=== Recorded information ===
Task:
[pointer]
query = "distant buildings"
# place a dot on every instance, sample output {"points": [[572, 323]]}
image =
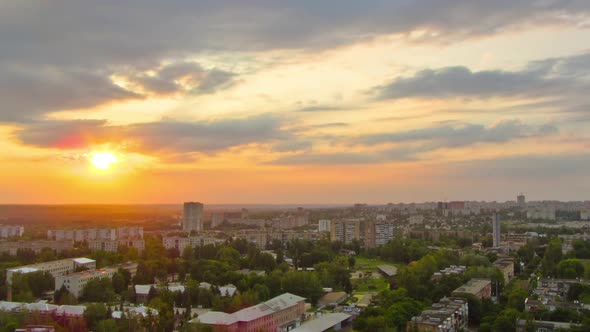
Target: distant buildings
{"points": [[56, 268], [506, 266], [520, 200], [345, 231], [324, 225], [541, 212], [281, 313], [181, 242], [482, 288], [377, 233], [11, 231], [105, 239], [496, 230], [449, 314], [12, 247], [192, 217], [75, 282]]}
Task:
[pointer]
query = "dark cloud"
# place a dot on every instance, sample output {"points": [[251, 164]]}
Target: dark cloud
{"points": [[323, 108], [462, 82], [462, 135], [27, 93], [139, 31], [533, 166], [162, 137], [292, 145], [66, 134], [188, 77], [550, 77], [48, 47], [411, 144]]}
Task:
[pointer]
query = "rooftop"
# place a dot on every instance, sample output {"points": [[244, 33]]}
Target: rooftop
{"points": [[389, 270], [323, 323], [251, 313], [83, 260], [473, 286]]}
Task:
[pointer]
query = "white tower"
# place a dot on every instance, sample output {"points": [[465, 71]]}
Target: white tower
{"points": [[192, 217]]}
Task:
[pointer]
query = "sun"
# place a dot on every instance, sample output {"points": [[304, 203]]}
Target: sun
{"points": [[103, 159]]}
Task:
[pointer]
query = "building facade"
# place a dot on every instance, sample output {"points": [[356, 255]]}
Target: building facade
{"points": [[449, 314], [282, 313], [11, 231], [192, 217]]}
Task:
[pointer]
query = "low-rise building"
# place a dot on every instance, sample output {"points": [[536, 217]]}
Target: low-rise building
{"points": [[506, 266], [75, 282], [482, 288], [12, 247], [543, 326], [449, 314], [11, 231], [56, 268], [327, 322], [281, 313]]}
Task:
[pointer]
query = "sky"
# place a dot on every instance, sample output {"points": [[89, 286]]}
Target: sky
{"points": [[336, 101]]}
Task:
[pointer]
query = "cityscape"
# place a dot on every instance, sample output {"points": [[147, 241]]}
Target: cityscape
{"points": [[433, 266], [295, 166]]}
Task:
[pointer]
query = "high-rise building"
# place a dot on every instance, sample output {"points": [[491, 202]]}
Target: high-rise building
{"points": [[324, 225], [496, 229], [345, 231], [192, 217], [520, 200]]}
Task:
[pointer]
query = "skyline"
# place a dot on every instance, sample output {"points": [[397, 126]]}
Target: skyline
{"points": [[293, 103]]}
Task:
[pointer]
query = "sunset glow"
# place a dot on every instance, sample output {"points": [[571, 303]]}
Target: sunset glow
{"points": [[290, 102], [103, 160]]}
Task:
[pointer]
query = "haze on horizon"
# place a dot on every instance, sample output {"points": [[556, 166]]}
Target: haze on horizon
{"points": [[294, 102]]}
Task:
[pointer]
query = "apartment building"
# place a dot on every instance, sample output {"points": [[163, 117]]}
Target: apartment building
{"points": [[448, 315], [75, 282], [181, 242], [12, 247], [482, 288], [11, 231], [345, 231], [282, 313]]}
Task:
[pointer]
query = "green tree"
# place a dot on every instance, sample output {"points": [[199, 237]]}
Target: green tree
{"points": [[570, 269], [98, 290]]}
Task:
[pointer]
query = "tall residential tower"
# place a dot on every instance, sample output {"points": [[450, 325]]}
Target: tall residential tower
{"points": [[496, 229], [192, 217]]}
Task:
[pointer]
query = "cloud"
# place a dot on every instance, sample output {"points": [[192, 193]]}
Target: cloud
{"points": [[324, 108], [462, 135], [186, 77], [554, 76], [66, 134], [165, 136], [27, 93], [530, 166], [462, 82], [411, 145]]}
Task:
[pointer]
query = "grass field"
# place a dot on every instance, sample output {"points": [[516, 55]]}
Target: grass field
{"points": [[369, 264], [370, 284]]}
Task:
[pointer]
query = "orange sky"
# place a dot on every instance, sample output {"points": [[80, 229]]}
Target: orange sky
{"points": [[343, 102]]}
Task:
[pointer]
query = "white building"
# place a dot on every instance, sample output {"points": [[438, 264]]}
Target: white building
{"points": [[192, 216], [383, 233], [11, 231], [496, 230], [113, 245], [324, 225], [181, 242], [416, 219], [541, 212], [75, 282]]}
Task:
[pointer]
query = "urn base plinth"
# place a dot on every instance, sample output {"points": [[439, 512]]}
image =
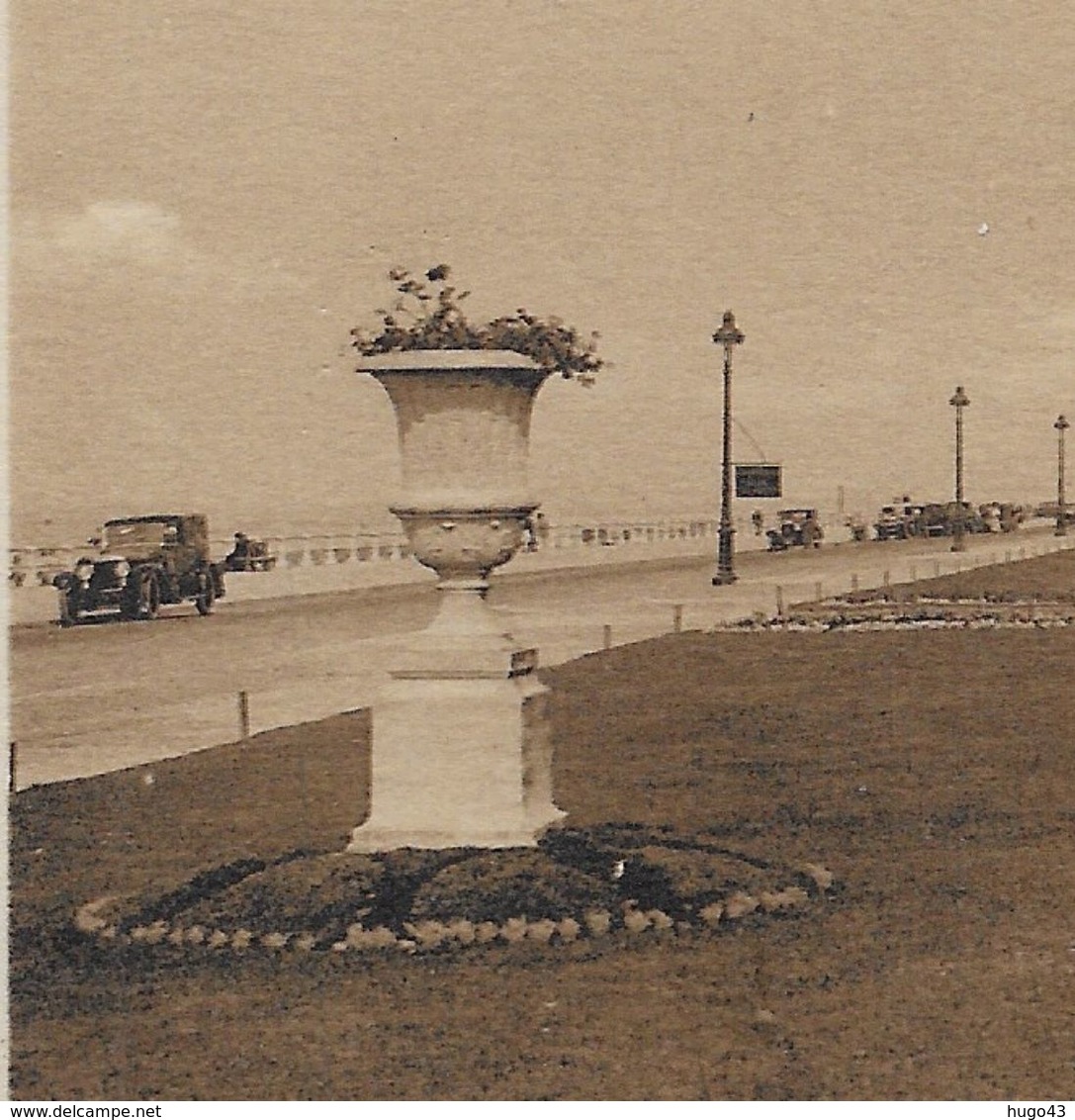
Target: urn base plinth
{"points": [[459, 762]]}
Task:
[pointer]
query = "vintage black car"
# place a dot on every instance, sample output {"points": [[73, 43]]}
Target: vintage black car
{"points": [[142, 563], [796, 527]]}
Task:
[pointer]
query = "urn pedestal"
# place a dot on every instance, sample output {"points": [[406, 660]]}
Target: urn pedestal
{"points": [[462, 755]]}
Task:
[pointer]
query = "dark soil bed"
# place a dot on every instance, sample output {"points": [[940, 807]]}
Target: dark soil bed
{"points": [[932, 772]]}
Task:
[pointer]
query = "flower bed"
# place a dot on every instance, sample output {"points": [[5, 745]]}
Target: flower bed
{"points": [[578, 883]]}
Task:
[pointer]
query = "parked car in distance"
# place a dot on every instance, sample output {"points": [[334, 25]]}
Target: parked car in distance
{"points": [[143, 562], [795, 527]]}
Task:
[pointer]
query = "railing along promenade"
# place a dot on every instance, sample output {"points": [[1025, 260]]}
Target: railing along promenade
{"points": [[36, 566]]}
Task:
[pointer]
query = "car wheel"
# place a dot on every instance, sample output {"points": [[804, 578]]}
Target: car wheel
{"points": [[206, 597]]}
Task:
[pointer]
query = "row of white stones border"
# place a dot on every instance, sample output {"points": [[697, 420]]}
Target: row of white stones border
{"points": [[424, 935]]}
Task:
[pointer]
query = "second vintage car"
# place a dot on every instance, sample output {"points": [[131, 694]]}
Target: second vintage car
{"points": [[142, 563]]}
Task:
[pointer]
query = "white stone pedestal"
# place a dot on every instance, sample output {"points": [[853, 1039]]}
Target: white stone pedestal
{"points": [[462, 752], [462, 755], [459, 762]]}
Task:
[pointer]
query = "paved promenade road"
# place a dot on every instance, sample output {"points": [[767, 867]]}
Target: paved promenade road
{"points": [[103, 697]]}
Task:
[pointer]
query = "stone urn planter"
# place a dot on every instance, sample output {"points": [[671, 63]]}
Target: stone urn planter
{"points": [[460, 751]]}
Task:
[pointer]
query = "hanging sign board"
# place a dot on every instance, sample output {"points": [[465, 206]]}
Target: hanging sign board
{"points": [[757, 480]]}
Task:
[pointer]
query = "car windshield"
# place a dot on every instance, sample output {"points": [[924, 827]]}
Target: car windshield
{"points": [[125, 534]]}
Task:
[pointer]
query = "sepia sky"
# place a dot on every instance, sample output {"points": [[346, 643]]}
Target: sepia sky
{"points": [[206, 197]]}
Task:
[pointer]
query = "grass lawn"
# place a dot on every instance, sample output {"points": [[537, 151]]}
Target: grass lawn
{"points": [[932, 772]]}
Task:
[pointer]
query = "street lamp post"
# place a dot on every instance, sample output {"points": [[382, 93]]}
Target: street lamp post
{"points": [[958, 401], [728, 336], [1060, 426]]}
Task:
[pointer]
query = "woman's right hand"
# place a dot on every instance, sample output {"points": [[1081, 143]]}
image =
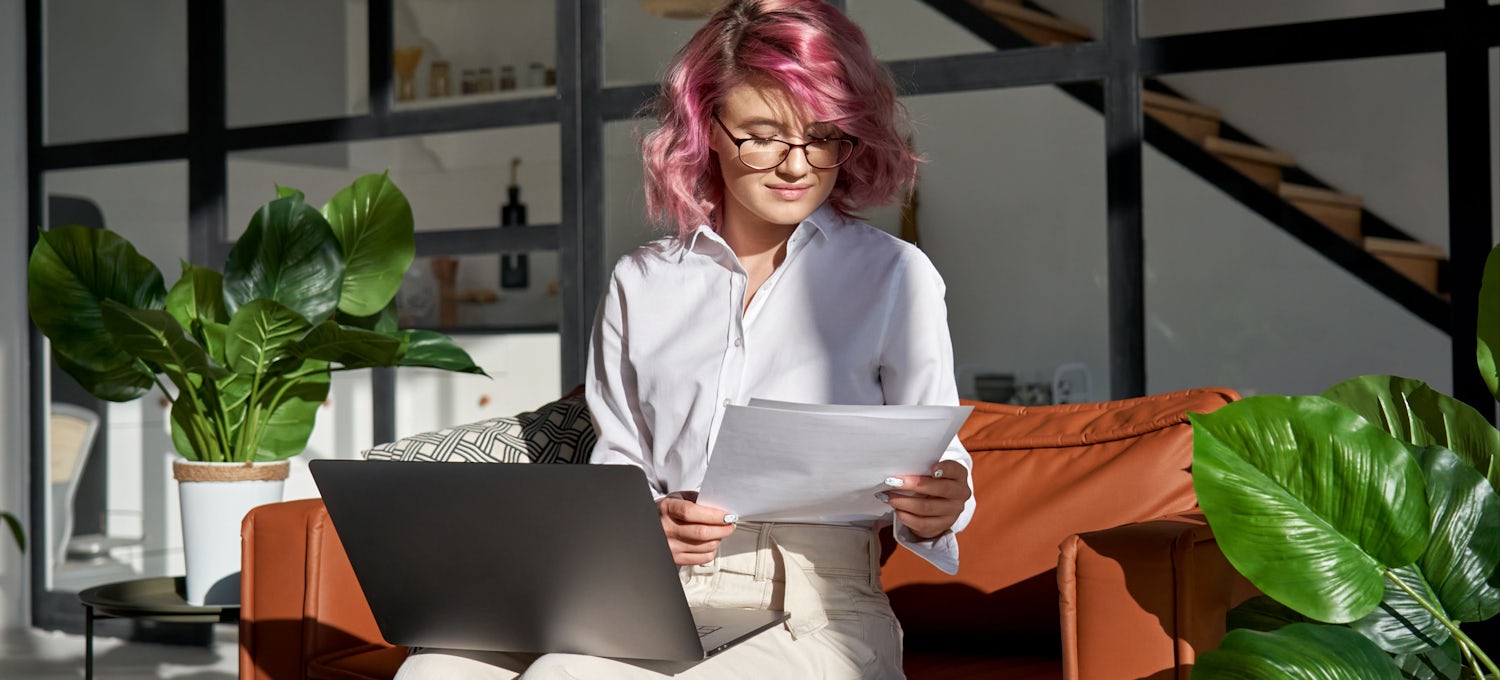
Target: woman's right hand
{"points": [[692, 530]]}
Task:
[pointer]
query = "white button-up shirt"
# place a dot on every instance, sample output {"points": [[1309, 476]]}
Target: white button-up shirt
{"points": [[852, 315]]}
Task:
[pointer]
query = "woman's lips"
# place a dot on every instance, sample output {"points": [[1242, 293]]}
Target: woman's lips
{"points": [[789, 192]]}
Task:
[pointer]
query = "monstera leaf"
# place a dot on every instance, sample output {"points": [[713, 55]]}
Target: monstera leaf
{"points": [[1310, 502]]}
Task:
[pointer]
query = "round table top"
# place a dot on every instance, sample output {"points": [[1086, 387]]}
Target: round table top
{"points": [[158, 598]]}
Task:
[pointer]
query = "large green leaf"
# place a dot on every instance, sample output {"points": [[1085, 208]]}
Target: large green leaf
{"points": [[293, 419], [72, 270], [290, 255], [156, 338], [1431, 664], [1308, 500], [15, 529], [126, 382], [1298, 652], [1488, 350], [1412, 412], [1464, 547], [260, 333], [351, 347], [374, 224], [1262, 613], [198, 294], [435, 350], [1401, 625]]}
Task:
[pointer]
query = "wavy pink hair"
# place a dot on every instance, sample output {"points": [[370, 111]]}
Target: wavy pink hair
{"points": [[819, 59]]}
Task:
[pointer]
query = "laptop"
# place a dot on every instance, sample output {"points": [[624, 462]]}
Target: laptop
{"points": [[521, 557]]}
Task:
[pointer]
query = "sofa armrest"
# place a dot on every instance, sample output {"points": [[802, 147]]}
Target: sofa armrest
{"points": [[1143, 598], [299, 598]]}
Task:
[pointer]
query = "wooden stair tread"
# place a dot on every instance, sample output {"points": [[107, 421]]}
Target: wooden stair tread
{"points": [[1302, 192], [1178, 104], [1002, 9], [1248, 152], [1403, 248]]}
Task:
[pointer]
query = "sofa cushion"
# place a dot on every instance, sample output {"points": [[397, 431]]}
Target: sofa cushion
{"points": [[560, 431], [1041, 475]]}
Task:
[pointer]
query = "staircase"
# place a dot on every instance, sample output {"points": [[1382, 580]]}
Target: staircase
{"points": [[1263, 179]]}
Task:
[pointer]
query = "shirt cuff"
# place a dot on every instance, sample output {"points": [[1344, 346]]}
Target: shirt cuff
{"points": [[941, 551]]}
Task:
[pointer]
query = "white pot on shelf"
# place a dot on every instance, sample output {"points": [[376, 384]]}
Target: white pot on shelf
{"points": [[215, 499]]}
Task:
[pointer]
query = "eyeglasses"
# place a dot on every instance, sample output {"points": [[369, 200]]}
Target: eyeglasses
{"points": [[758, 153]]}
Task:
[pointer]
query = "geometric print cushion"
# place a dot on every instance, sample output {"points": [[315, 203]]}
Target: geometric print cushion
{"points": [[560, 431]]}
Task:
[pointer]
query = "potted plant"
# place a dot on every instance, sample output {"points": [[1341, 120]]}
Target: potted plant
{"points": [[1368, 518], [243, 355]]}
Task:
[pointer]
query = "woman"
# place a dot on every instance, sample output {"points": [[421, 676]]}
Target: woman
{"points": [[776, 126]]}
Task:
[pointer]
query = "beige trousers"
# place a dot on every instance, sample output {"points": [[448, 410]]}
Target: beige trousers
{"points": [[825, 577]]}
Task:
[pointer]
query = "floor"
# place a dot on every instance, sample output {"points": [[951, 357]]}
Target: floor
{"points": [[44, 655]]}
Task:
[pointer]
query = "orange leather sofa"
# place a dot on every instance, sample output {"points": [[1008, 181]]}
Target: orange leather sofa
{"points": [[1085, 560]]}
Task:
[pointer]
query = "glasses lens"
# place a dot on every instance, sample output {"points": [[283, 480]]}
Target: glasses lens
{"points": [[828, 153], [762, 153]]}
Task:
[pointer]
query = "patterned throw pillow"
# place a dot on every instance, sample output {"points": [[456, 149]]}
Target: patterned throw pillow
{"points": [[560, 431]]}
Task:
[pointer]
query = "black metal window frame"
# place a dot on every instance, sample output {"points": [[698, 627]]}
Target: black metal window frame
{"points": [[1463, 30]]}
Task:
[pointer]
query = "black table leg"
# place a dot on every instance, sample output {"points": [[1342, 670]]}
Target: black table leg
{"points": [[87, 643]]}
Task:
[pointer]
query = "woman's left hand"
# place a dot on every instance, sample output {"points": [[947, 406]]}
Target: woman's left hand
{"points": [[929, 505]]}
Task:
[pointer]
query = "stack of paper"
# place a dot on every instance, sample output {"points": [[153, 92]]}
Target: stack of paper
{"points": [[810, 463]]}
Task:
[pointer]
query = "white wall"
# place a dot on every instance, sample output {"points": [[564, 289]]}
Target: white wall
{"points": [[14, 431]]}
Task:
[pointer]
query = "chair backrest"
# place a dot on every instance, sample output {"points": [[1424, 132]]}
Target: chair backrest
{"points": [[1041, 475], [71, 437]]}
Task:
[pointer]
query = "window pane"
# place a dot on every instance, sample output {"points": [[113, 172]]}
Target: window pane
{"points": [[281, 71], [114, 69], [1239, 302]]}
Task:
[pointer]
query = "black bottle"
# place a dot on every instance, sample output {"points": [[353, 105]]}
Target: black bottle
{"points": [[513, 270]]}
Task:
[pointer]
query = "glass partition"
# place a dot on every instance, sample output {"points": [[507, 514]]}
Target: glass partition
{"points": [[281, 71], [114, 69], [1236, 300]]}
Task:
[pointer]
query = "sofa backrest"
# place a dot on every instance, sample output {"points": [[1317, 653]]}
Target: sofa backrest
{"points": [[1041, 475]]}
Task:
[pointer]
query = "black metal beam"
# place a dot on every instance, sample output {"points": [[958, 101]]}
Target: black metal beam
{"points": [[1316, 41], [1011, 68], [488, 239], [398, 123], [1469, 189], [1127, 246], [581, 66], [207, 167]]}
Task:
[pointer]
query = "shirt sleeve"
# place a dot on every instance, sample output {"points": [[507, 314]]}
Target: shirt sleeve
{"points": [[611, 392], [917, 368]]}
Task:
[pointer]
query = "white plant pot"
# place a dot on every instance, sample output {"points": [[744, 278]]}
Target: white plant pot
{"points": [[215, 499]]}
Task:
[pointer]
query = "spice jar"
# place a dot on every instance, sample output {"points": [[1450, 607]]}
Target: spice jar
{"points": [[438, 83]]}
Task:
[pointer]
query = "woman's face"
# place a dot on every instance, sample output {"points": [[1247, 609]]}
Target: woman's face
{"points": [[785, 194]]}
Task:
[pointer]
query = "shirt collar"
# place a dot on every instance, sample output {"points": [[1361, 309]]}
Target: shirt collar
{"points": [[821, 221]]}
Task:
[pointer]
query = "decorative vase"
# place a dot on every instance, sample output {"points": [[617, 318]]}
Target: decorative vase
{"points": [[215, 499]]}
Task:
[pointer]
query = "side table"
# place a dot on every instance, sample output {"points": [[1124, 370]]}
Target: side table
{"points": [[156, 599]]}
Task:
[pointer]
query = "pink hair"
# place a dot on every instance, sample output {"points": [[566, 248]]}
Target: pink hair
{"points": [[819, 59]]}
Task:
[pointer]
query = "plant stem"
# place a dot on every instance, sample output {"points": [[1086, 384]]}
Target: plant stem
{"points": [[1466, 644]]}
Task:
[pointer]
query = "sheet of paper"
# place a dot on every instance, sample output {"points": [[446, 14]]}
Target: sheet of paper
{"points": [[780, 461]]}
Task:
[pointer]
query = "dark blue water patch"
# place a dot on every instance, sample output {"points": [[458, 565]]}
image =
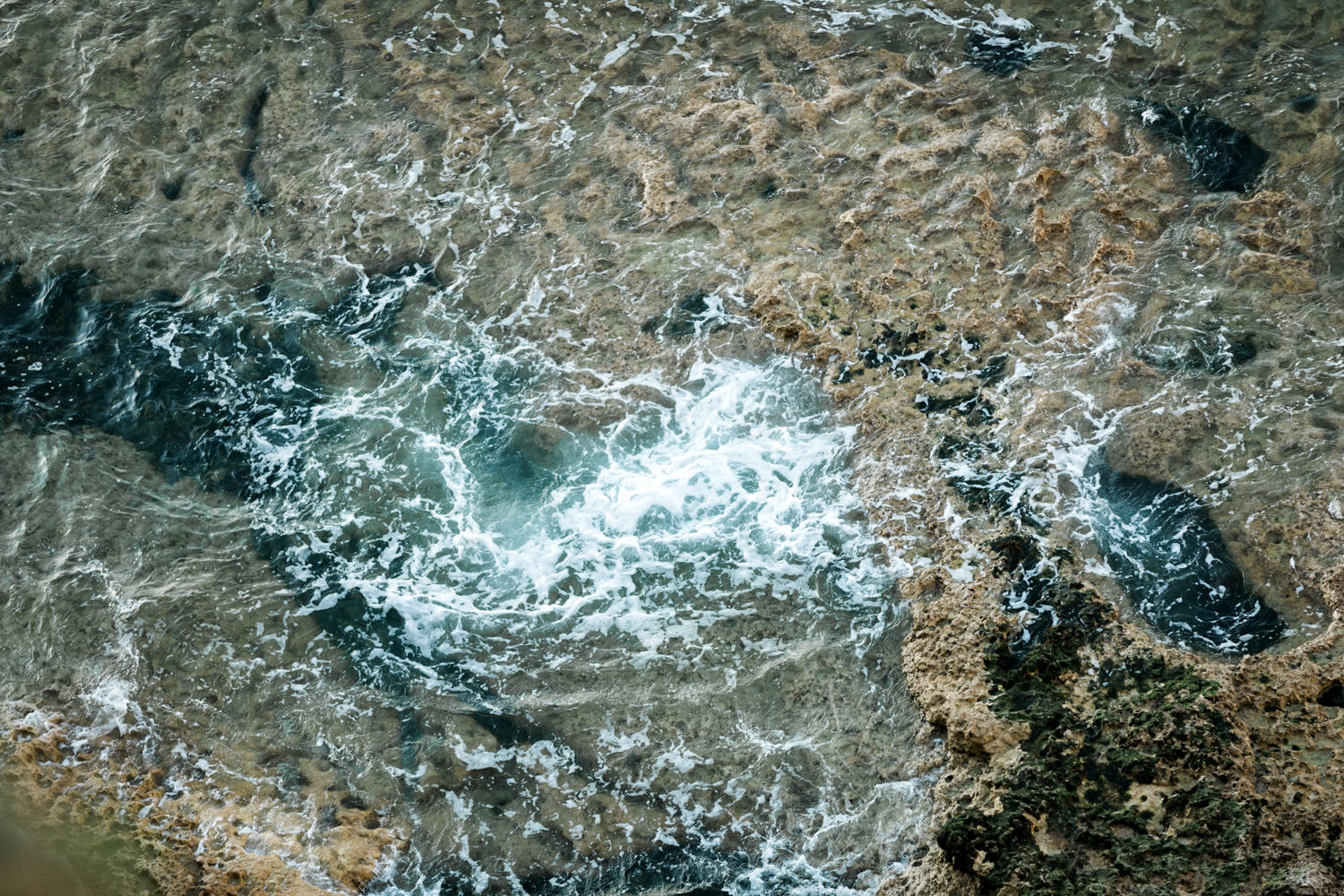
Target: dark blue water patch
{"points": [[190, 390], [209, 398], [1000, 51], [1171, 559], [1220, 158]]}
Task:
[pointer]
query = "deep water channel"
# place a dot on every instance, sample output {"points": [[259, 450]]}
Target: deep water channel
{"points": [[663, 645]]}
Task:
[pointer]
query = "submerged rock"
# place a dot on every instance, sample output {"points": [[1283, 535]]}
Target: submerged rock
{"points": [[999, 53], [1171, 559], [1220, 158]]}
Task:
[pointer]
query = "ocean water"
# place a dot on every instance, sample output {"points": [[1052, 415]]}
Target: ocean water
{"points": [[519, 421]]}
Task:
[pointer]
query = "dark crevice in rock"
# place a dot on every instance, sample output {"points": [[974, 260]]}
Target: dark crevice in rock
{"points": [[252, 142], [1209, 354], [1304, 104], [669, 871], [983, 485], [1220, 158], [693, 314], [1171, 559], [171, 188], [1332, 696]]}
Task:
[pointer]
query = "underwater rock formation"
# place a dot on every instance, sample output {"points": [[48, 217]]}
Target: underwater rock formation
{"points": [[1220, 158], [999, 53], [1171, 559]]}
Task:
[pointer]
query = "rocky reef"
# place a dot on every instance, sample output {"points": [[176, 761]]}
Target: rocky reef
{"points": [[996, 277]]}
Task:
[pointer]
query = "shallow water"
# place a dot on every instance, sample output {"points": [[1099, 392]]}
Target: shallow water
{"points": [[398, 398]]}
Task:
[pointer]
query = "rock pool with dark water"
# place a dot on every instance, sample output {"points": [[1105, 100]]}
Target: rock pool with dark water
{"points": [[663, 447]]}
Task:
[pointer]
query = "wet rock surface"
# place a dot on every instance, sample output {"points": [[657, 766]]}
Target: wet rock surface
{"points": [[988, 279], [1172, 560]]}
===
* Objective: Report every line in the block of data above that contains the word "windshield", copying each one in full.

* Complete output:
query = "car windshield"
Target: car windshield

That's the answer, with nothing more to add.